• Exercise objective: Rescale the lines starting at the one containing "Please segment every instance of the damaged" and ending at the one containing "M 0 291 L 47 292 L 95 279 L 74 202 L 0 211 Z", both included, and give only those lines again, requests and all. Multiply every coordinate in the polygon outlines by 2.5 and round to whole numbers, with halves rounding up.
:::
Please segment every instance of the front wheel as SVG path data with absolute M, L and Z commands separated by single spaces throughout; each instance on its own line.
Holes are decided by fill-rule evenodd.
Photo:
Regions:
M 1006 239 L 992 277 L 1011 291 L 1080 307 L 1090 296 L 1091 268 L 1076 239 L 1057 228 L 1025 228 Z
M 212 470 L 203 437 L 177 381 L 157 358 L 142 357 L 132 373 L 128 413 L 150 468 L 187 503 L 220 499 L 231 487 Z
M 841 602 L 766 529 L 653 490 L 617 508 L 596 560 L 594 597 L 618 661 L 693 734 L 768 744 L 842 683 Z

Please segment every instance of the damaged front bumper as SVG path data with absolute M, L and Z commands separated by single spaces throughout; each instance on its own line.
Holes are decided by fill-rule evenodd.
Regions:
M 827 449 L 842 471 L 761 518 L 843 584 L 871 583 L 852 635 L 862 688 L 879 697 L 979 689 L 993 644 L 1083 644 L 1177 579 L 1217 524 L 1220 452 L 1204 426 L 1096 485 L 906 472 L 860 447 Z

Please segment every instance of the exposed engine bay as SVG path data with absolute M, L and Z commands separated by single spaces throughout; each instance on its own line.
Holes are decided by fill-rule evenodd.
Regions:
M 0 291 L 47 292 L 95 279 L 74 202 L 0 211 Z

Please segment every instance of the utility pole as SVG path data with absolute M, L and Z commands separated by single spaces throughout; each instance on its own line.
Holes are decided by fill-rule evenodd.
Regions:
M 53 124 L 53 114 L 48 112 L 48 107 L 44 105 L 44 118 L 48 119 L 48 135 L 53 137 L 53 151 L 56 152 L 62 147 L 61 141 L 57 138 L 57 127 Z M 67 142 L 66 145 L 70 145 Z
:::
• Answer in full:
Please segment every instance of the damaged front bumper as SVG path data with absolute M, L and Z commands separated by single spaces throughout; each instance on its own line.
Holes are decided by fill-rule evenodd.
Regions:
M 2068 1123 L 2105 1178 L 1903 1295 L 2108 1460 L 2178 1458 L 2130 1588 L 2155 1720 L 2198 1743 L 2448 1723 L 2483 1610 L 2708 1610 L 2943 1448 L 3043 1310 L 3050 1130 L 3010 1065 L 2740 1213 L 2265 1180 L 2150 1118 Z

Please segment every instance of the exposed engine bay as SVG path data with absolute M, L and Z commands separated by single spaces throughout; each instance on its own line.
Holes are decided by fill-rule evenodd.
Regions:
M 0 728 L 118 730 L 238 698 L 185 505 L 0 528 Z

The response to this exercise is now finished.